AIM OF THE EXERCISE - Write out the lines of the material below as a numbered list, skipping blank lines and leaving out the pictures.

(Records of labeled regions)
================

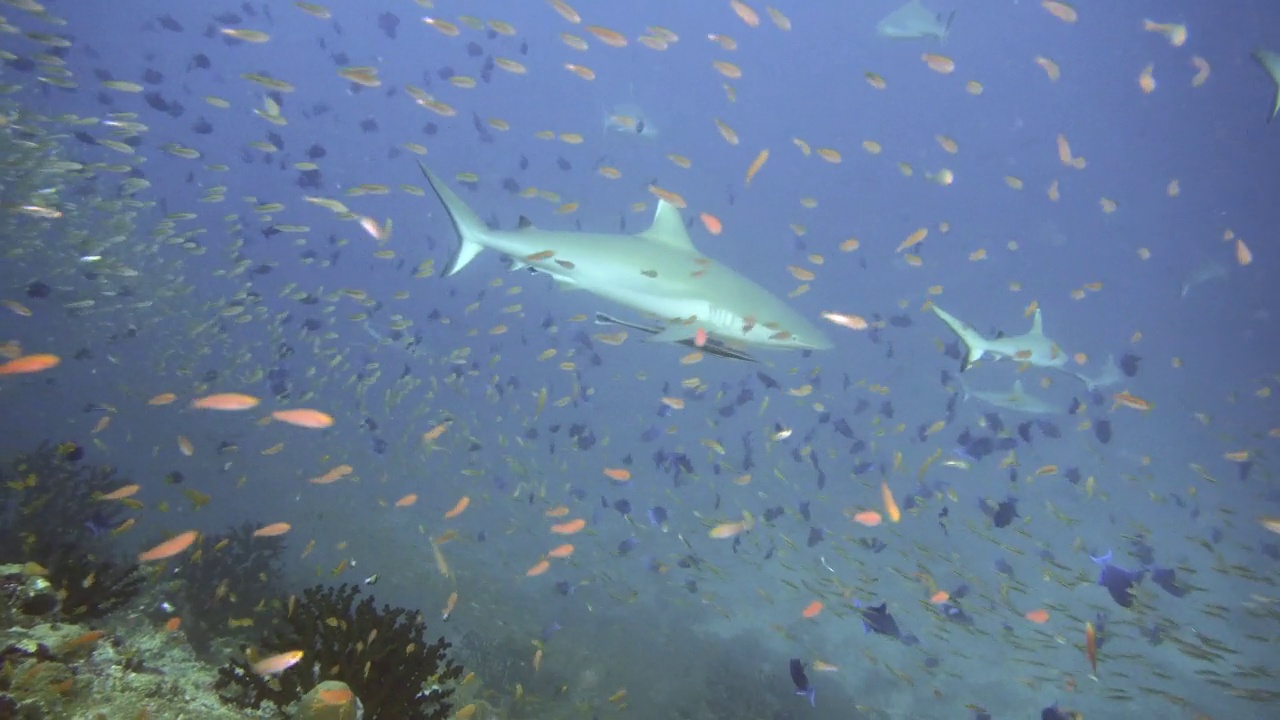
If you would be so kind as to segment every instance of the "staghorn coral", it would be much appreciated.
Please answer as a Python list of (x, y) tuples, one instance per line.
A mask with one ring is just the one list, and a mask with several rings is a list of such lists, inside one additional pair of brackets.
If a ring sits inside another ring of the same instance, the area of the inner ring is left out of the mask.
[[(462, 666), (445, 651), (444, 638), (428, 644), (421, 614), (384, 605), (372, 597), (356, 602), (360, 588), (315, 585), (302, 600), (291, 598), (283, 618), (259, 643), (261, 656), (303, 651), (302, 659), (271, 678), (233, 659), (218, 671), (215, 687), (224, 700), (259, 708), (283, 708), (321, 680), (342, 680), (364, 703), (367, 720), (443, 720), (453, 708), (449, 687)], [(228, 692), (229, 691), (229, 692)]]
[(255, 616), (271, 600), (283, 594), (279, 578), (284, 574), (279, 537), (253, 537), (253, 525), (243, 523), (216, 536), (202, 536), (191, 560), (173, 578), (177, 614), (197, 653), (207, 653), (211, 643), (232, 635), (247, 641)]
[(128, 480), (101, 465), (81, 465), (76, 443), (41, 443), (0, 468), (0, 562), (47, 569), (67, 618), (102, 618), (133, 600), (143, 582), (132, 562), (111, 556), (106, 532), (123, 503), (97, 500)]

================

RESULT OF THIS EXERCISE -
1. If you would be so kind as to segment every instance of the "staghorn coral", it would be much appreciated.
2. Please answer as a Python list of (x, y) tuples, one instance per line.
3. A mask with one ring is just the one list, and a mask with several rings is a list of such lists, inside one additional pair of brackets.
4. If a ring sits inside another ring of the same instance, the area of the inner ring is left out of the mask.
5. [[(462, 666), (445, 651), (444, 638), (428, 644), (421, 614), (384, 605), (372, 597), (356, 602), (360, 588), (315, 585), (302, 600), (291, 598), (283, 618), (259, 643), (261, 656), (303, 651), (302, 659), (271, 678), (233, 659), (218, 671), (215, 687), (224, 700), (259, 708), (283, 708), (321, 680), (342, 680), (364, 703), (367, 720), (443, 720), (453, 708), (449, 687)], [(228, 692), (229, 691), (229, 692)]]
6. [(255, 616), (271, 600), (283, 594), (279, 578), (284, 574), (279, 537), (253, 537), (253, 525), (243, 523), (216, 536), (202, 536), (191, 560), (173, 578), (177, 614), (197, 653), (207, 653), (211, 643), (232, 635), (247, 641)]
7. [(128, 480), (101, 465), (81, 465), (76, 443), (41, 443), (0, 468), (0, 562), (47, 569), (67, 618), (102, 618), (133, 600), (143, 582), (132, 562), (111, 556), (106, 532), (123, 503), (97, 500)]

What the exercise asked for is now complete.